→ Selected text
------------------------------------------------------------------------

Exports all tables from a DuckDB connection to parquet files. Optionally strips provenance columns for public releases.
Usage
write_parquet_outputs(
con,
output_dir,
tables = NULL,
partition_by = NULL,
sort_by = NULL,
strip_provenance = TRUE,
compression = "snappy",
mismatches = NULL,
supplemental = NULL
)Arguments
- con
DuckDB connection
- output_dir
Directory for parquet files
- tables
Optional vector of table names to export. If NULL, exports all tables.
- partition_by
Named list mapping table names to partition column(s), e.g.
list(ctd_measurement = "cruise_key"). Creates hive-partitioned subdirectories.- sort_by
Named list mapping table names to sort column(s) for optimized row group statistics. For Hilbert-curve spatial sorting, use
"hilbert:lon_col,lat_col". Example:list(ctd_measurement = c("measurement_type", "depth_m"), site = "hilbert:longitude,latitude").- strip_provenance
Remove provenance columns (source*, _ingested_at) (default: TRUE)
- compression
Parquet compression codec (default: "snappy")

------------------------------------------------------------------------

→ Data provided

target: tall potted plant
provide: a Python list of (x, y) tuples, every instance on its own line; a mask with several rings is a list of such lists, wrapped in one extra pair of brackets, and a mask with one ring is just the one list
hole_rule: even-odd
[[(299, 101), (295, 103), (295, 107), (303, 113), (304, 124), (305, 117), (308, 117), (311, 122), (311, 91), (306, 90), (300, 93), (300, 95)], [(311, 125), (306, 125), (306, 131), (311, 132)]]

------------------------------------------------------------------------

→ To-do list
[A] Rewrite the paragraph of the write_parquet_outputs documentation that begins "Exports all tables from a DuckDB connection" as a shorter sentence, keeping its main facts.
[B] Continue the write_parquet_outputs documentation from its last line.
The listing was taken from a different source than the text.

→ Answers for this exercise
[A] Writes every table in a DuckDB connection to parquet files and can drop provenance columns for public releases.

[B]
- mismatches
Optional named list of mismatch tibbles to include in manifest.json. Expected names:
ships,measurement_types,cruise_keys. Each element should be a tibble (or data frame) describing unresolved entities. Zero-row tibbles are recorded as empty arrays.- supplemental
Character vector of table names that are supplemental outputs (e.g. wide-format tables for ERDDAP). These are written to parquet and listed in manifest.json under
"supplemental", but are excluded by default from downstream database loading viaload_prior_tables().
Examples
if (FALSE) { # \dontrun{
con <- get_duckdb_con("calcofi.duckdb")
stats <- write_parquet_outputs(con, "output/parquet")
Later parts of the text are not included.